Data for this exercise:
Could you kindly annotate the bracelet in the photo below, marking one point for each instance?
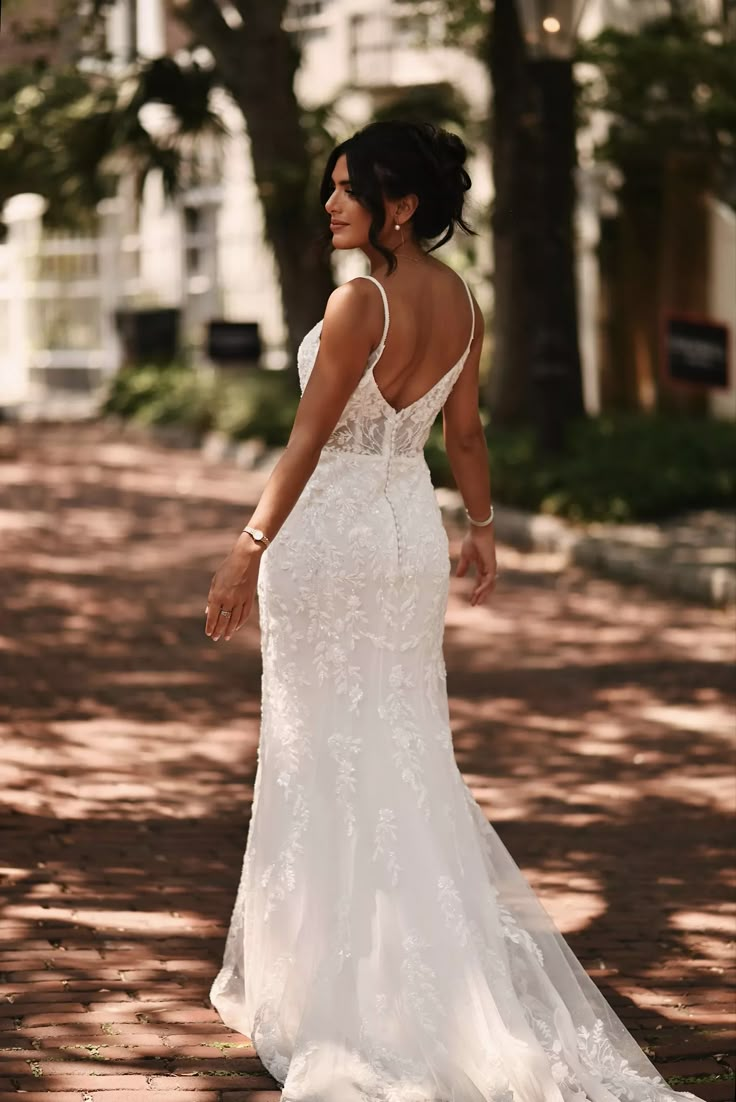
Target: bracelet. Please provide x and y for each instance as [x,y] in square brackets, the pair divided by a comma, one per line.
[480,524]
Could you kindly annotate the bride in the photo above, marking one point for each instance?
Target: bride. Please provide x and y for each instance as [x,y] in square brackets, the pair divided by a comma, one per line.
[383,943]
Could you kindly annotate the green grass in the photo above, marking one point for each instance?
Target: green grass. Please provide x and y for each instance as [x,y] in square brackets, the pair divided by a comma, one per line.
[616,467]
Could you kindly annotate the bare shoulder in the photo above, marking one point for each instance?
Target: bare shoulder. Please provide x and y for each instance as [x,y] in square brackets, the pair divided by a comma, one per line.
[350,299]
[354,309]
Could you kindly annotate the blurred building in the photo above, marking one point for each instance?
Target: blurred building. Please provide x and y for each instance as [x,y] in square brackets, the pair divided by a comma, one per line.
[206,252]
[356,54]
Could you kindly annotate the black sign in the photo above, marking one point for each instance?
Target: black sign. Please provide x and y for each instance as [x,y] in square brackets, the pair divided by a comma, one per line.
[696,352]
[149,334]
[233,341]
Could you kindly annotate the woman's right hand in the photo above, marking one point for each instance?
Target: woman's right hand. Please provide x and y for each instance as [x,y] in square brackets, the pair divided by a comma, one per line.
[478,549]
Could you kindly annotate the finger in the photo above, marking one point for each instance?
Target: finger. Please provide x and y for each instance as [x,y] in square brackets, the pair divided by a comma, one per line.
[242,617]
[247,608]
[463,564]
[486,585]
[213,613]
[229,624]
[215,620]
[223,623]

Your objective: Reproduce the rows from the line with "Could you kindly annotate the finger" through the end of the rows, swapping "finger" for "fingertip" and leaving all else unchanged.

Task response:
Could you kindly annotate the fingertip in the photo above, marking one point for each instance?
Target: fingertip. Please provide x and y for each instance as [x,y] in square brackets, the pair divided by a comma, one per line.
[242,617]
[247,608]
[463,564]
[486,585]
[213,613]
[229,624]
[215,620]
[223,623]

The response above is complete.